[Records for this exercise]
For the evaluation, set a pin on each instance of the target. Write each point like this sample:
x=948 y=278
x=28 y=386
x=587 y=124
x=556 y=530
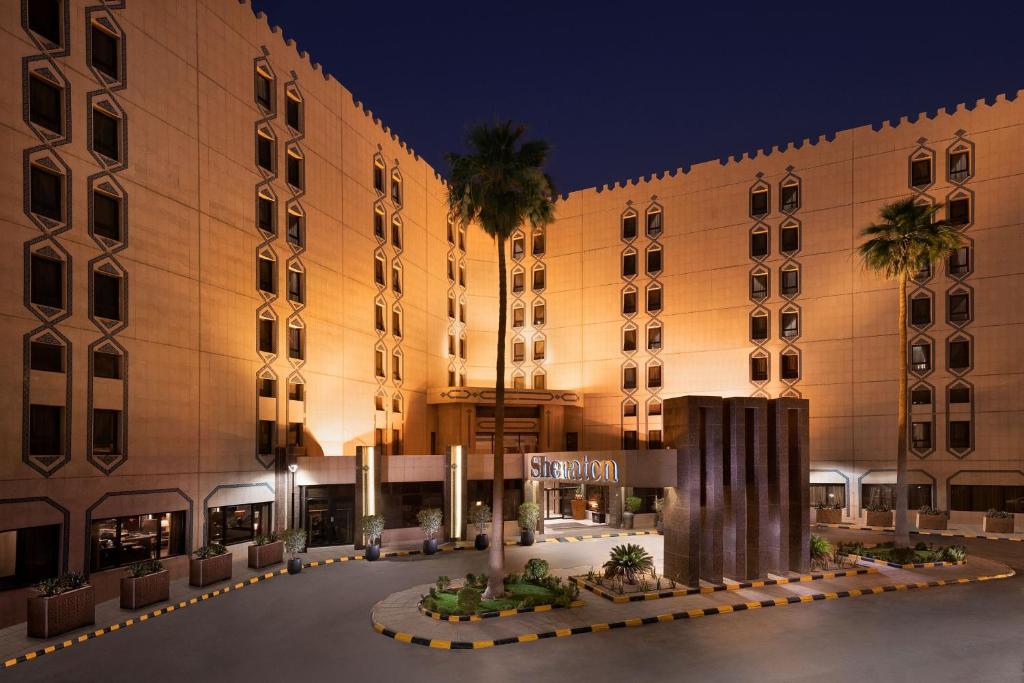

[Goal] Render every line of the entries above as a JSON list of strings, one string per line, omitting blank lines. Leave the pictures out of the answer.

[The completed task]
[
  "For the evaluation, set a pin on each instance of the target. Write each point like this sample:",
  "x=948 y=278",
  "x=28 y=386",
  "x=587 y=124",
  "x=556 y=530"
]